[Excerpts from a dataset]

=======

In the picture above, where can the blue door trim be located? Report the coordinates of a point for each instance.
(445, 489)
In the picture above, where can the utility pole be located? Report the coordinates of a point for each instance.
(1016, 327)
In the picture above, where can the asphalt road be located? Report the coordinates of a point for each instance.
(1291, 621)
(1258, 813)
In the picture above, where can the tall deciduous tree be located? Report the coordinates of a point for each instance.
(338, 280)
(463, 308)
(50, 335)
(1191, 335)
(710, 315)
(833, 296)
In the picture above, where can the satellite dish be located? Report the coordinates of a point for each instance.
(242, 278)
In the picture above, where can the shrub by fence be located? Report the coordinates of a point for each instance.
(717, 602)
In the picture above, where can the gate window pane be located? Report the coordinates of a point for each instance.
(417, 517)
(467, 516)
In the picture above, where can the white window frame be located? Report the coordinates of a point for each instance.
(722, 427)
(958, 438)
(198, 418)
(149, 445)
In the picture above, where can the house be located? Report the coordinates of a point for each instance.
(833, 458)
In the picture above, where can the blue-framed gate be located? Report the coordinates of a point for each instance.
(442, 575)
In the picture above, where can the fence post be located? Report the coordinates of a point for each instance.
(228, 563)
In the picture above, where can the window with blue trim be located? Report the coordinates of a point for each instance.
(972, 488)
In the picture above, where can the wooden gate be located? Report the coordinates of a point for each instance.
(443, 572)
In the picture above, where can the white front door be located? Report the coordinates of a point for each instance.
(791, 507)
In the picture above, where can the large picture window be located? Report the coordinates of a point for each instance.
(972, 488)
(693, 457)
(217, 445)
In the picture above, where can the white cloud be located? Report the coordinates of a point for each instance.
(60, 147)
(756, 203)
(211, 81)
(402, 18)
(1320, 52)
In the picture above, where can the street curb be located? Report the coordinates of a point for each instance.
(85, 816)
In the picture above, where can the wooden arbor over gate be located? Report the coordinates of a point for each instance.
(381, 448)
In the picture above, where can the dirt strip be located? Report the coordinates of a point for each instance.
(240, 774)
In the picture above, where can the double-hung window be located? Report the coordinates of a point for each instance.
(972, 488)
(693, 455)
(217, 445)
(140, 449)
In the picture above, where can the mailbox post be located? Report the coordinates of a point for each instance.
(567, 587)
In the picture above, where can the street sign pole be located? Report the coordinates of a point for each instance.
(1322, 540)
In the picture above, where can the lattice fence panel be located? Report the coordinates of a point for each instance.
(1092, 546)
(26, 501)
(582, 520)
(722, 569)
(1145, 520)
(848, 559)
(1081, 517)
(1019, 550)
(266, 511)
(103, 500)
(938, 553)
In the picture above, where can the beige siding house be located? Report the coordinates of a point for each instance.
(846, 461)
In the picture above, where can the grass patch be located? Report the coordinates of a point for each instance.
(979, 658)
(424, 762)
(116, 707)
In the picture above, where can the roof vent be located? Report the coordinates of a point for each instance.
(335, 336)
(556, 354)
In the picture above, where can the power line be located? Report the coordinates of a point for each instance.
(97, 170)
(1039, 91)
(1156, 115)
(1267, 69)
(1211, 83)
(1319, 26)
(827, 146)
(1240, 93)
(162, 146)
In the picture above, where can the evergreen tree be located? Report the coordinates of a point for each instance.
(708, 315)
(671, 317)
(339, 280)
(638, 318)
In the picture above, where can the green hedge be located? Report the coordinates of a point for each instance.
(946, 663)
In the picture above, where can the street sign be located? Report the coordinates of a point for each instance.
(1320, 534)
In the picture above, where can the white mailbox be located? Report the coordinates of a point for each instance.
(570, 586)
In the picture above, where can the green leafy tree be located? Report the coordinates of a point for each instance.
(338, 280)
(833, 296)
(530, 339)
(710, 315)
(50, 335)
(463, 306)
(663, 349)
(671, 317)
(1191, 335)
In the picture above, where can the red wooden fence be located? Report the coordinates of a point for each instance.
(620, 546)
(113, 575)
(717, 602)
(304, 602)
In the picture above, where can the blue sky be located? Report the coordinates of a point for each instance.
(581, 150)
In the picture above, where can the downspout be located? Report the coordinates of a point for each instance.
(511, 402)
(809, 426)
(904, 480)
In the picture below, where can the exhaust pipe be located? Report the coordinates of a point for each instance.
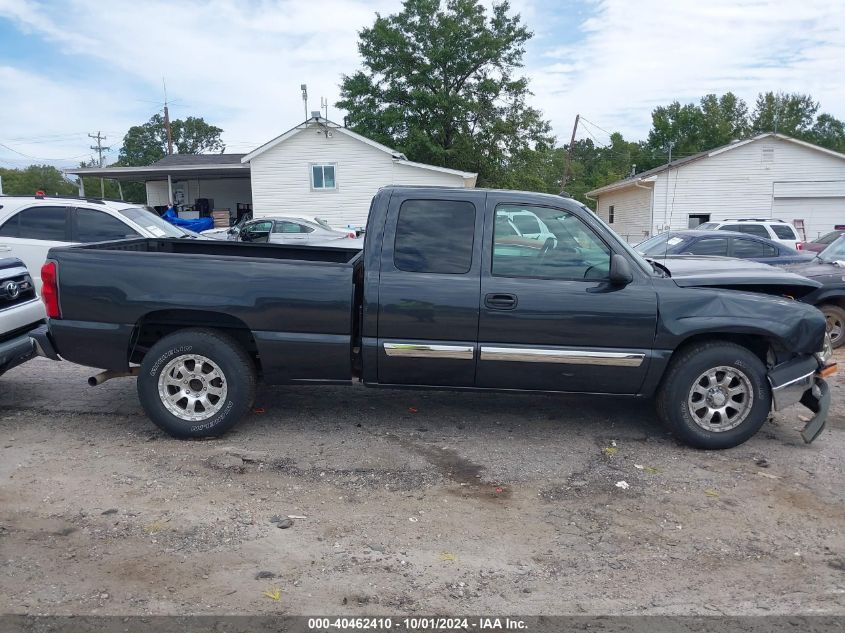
(103, 376)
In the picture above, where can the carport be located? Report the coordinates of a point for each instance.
(196, 184)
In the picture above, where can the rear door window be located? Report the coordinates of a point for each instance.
(570, 250)
(784, 231)
(747, 249)
(752, 229)
(435, 236)
(96, 226)
(290, 227)
(39, 223)
(708, 246)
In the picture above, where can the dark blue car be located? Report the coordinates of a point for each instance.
(721, 243)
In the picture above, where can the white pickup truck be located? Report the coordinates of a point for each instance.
(20, 312)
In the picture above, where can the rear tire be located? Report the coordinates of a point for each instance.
(835, 319)
(714, 395)
(196, 383)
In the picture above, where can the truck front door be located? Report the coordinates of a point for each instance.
(428, 289)
(549, 317)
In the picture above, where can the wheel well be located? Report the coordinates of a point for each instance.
(156, 325)
(758, 344)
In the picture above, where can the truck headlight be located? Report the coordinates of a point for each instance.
(826, 354)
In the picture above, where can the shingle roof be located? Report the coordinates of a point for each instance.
(198, 159)
(620, 184)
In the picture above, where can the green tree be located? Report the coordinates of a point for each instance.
(790, 114)
(829, 132)
(439, 83)
(145, 144)
(695, 128)
(26, 181)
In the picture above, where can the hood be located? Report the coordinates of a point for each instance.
(816, 269)
(736, 274)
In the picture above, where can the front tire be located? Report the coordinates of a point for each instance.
(834, 317)
(196, 383)
(715, 395)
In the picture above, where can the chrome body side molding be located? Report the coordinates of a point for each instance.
(417, 350)
(568, 357)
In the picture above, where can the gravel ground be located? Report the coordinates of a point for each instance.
(407, 502)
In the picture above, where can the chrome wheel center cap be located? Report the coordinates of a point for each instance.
(717, 397)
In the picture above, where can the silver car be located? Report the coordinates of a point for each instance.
(292, 230)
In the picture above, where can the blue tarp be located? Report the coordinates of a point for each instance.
(198, 225)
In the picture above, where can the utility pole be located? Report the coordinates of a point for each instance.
(568, 164)
(167, 121)
(100, 148)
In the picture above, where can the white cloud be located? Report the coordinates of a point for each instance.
(240, 64)
(633, 56)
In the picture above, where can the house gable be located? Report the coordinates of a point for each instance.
(281, 174)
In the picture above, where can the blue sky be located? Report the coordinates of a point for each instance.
(73, 67)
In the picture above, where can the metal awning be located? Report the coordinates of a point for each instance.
(161, 172)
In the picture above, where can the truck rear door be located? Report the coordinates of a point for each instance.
(550, 319)
(429, 289)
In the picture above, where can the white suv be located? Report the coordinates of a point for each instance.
(20, 313)
(776, 230)
(31, 226)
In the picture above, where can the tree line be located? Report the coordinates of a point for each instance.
(440, 82)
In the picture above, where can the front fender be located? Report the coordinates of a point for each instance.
(795, 327)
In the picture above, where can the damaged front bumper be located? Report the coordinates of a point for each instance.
(801, 380)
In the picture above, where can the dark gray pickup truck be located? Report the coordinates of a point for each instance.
(455, 289)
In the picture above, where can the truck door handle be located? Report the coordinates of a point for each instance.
(500, 301)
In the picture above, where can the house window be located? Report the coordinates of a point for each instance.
(323, 177)
(697, 219)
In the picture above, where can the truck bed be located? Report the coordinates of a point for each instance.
(295, 302)
(221, 248)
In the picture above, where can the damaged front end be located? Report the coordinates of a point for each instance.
(802, 380)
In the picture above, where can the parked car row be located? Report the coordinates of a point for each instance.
(20, 313)
(724, 244)
(775, 230)
(291, 230)
(31, 226)
(552, 301)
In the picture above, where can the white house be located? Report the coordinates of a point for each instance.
(318, 168)
(322, 169)
(768, 176)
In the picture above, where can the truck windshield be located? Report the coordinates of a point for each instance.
(150, 222)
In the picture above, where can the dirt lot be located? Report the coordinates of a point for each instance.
(413, 503)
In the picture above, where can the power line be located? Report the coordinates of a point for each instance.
(99, 147)
(596, 126)
(13, 150)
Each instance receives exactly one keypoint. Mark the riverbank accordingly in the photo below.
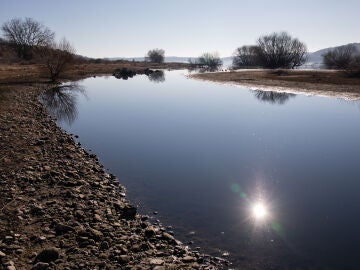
(35, 73)
(308, 82)
(59, 209)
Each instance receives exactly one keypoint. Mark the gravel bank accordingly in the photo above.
(59, 209)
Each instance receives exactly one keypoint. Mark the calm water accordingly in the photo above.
(202, 154)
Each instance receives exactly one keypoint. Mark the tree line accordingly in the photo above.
(28, 37)
(273, 51)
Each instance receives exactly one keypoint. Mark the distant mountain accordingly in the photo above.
(314, 59)
(227, 61)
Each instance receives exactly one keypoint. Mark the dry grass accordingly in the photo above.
(35, 73)
(312, 82)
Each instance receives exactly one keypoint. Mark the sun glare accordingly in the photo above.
(259, 211)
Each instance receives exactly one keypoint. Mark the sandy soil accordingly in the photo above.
(308, 82)
(59, 209)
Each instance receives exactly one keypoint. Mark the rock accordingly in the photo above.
(47, 255)
(104, 245)
(188, 259)
(95, 234)
(168, 237)
(156, 262)
(61, 229)
(150, 232)
(129, 212)
(97, 218)
(124, 259)
(40, 266)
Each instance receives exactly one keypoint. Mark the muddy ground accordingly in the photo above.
(309, 82)
(59, 209)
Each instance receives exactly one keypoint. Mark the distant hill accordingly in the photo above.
(315, 58)
(227, 61)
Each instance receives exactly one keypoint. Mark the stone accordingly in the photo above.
(129, 212)
(97, 218)
(150, 232)
(47, 255)
(62, 229)
(188, 259)
(40, 266)
(124, 259)
(156, 262)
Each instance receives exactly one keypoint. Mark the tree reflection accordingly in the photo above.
(158, 76)
(61, 101)
(273, 97)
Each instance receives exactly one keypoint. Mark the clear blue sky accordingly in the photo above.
(110, 28)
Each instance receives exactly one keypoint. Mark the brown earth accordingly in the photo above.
(309, 82)
(35, 73)
(59, 209)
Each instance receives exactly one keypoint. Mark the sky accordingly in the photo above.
(129, 28)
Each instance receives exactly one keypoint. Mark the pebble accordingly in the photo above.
(47, 255)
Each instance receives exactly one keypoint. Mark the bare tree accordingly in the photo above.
(156, 56)
(246, 57)
(272, 96)
(58, 57)
(61, 101)
(25, 35)
(209, 61)
(341, 57)
(280, 50)
(158, 76)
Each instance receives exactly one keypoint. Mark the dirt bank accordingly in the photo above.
(308, 82)
(59, 209)
(35, 73)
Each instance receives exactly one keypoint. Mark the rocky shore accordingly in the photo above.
(59, 209)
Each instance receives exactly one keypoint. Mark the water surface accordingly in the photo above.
(202, 154)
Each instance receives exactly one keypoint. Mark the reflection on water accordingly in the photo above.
(273, 97)
(158, 76)
(273, 187)
(61, 101)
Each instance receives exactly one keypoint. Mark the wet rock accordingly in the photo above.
(40, 266)
(150, 232)
(155, 262)
(188, 259)
(104, 245)
(129, 212)
(168, 237)
(47, 255)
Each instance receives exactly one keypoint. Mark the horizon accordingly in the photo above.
(187, 29)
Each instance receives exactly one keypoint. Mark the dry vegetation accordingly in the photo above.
(313, 82)
(33, 73)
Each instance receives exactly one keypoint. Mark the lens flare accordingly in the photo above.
(259, 210)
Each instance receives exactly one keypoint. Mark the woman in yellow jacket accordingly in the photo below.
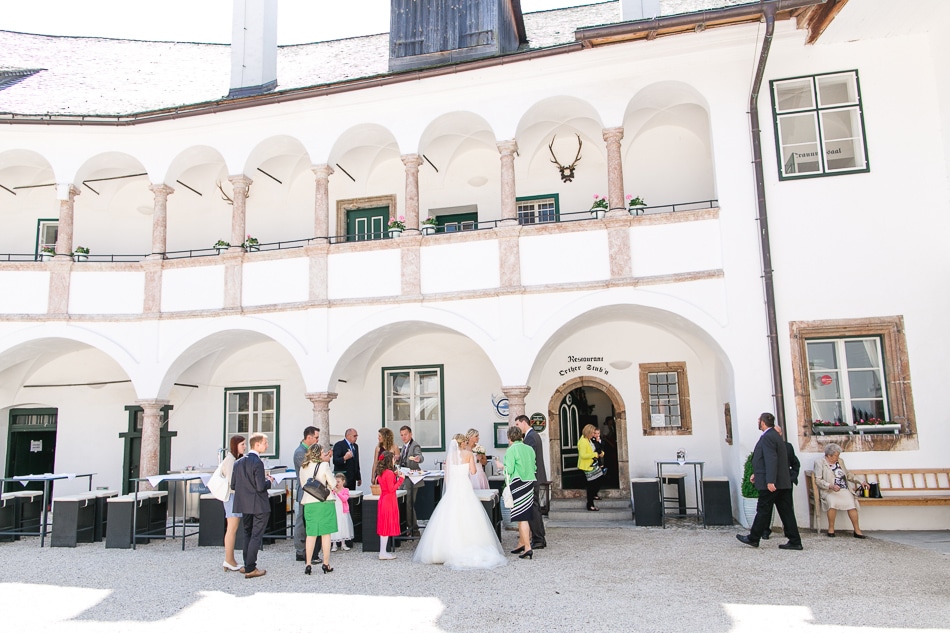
(589, 463)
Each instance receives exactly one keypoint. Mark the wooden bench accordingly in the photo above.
(899, 486)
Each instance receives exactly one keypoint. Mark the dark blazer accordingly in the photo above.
(769, 462)
(250, 485)
(533, 440)
(350, 467)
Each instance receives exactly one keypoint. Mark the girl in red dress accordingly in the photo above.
(387, 517)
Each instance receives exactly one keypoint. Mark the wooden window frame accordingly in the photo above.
(686, 426)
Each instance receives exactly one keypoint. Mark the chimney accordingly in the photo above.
(639, 9)
(253, 48)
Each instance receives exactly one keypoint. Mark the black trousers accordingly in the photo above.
(254, 526)
(781, 500)
(536, 522)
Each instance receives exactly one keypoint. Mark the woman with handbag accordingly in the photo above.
(588, 461)
(233, 520)
(520, 473)
(318, 503)
(832, 477)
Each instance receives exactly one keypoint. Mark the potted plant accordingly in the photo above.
(251, 244)
(635, 204)
(397, 226)
(599, 209)
(750, 495)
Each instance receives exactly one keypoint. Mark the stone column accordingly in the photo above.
(321, 413)
(321, 203)
(239, 210)
(412, 163)
(618, 205)
(515, 397)
(509, 203)
(160, 219)
(151, 436)
(64, 237)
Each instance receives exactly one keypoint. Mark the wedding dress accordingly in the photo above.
(459, 534)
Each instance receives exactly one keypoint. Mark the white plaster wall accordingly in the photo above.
(460, 266)
(106, 292)
(364, 274)
(675, 248)
(278, 281)
(24, 292)
(565, 258)
(194, 288)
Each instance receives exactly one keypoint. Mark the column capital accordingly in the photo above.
(411, 161)
(161, 190)
(322, 171)
(67, 191)
(507, 148)
(240, 181)
(613, 134)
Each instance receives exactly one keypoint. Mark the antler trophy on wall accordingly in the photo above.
(567, 171)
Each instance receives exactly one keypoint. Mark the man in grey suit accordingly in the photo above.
(410, 456)
(311, 435)
(250, 484)
(772, 478)
(532, 439)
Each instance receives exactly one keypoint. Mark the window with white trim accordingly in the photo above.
(819, 125)
(413, 396)
(846, 380)
(253, 410)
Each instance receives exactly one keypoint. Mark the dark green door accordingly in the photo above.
(367, 224)
(32, 446)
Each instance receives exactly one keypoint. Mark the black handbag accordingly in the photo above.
(316, 489)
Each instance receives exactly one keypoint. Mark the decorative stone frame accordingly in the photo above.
(554, 438)
(355, 204)
(896, 375)
(686, 421)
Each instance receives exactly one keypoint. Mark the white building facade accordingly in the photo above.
(656, 317)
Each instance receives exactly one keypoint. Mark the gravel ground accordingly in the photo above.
(589, 580)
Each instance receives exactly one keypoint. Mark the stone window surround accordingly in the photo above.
(890, 329)
(686, 422)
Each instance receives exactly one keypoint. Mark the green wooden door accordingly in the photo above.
(367, 224)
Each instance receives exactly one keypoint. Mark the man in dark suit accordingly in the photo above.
(250, 485)
(410, 456)
(532, 439)
(311, 435)
(346, 459)
(772, 478)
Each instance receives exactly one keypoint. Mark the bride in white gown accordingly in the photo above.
(459, 534)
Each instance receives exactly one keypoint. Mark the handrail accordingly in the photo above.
(480, 225)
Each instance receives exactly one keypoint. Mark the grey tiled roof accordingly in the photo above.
(110, 77)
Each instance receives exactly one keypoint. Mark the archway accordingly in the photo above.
(619, 436)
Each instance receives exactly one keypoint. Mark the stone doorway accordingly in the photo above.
(556, 435)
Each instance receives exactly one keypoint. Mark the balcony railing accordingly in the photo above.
(481, 225)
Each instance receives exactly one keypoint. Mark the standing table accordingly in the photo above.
(679, 502)
(47, 479)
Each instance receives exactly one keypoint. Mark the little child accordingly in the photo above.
(344, 522)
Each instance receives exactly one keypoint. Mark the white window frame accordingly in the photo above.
(818, 110)
(256, 416)
(418, 405)
(841, 375)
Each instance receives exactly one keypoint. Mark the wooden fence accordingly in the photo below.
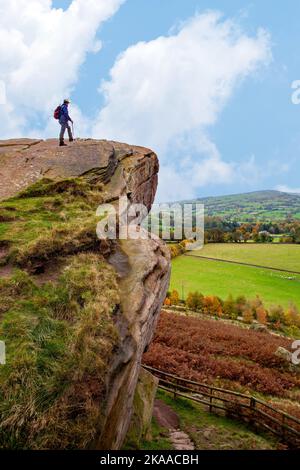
(237, 405)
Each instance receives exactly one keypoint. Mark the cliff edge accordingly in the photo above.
(76, 312)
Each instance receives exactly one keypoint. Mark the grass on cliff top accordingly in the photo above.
(59, 336)
(50, 218)
(59, 342)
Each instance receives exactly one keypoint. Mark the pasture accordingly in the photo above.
(218, 278)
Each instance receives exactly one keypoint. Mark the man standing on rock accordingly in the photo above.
(64, 120)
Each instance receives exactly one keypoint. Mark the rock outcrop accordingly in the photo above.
(143, 266)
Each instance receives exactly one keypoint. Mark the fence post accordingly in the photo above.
(252, 409)
(283, 428)
(211, 400)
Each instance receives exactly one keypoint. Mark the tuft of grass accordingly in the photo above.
(59, 241)
(50, 219)
(69, 186)
(59, 341)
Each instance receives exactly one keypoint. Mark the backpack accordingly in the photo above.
(57, 113)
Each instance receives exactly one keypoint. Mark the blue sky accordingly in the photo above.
(246, 138)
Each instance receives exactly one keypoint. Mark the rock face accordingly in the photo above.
(143, 404)
(143, 265)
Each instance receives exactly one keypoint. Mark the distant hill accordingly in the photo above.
(259, 205)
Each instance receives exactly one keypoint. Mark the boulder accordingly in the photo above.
(142, 266)
(140, 426)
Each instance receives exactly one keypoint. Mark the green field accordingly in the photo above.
(259, 205)
(219, 278)
(277, 256)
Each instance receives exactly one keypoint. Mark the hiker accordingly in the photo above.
(64, 120)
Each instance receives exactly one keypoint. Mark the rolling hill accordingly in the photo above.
(254, 206)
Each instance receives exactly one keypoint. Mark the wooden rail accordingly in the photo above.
(237, 405)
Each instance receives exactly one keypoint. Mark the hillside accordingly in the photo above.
(76, 312)
(254, 206)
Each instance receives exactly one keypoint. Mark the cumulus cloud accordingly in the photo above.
(41, 51)
(168, 92)
(287, 189)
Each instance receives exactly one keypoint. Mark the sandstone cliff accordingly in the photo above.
(76, 313)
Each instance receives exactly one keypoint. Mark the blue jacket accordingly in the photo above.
(64, 115)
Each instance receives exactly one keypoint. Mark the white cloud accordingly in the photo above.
(41, 51)
(166, 93)
(287, 189)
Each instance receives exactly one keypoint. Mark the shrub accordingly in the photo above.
(174, 297)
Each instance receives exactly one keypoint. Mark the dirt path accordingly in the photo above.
(167, 418)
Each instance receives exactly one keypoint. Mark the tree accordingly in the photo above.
(174, 297)
(292, 316)
(276, 314)
(261, 315)
(212, 305)
(229, 308)
(248, 314)
(194, 301)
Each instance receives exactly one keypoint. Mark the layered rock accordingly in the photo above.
(143, 266)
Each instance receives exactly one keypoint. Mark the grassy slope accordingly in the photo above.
(218, 278)
(271, 255)
(60, 335)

=======

ABOUT THIS TASK:
The lines to write out run from the one with "Each instance receives exactly one keypoint. Mark the hiker" through the end of the records. Give them exactly, and only them.

TASK RESULT:
Each instance receives exactly one keypoint. Mark the hiker accordingly in the photo above.
(64, 120)
Each instance receives exactly one keypoint. Mark the rolling hill accordingly in the photo above.
(254, 206)
Each instance receives exactly one keypoint. Mark the wooden rail accordingly in the photo above.
(237, 405)
Each instance receives exactly one keypoint. Mark the hillside accordingly in the photo above.
(76, 312)
(254, 206)
Each instance receives exactly one keypoint. Mark the cumulus cloud accordingly in the photo above.
(41, 51)
(168, 92)
(287, 189)
Each instance receives exactly one keypoint. Mark the sandstone cliff accordingly in the photo above.
(76, 313)
Each instance receives exactly one keypoint. Mark the blue jacket accordingly in the photo above.
(64, 115)
Each instance receives exactly one keypoint. Mark the white cloud accordingly in the photo above.
(41, 51)
(166, 93)
(287, 189)
Each instance receives exactly one keypoint. Mark the shrub accordingly in the photo above.
(174, 297)
Each instance receives exactly one keypoint. Mark the dirt path accordingly in the photo above.
(167, 418)
Each instance receives exactly one keypoint. Mark the tree accordingly in the photo above.
(174, 297)
(292, 316)
(276, 314)
(261, 315)
(212, 305)
(229, 308)
(248, 314)
(194, 301)
Each instance receives exactly one keypoint. Mark the layered rock accordingly in the photo above.
(143, 266)
Each instance receives exactly one keypoint. Mark the grassy slope accordingly in the photo above.
(218, 278)
(271, 255)
(60, 335)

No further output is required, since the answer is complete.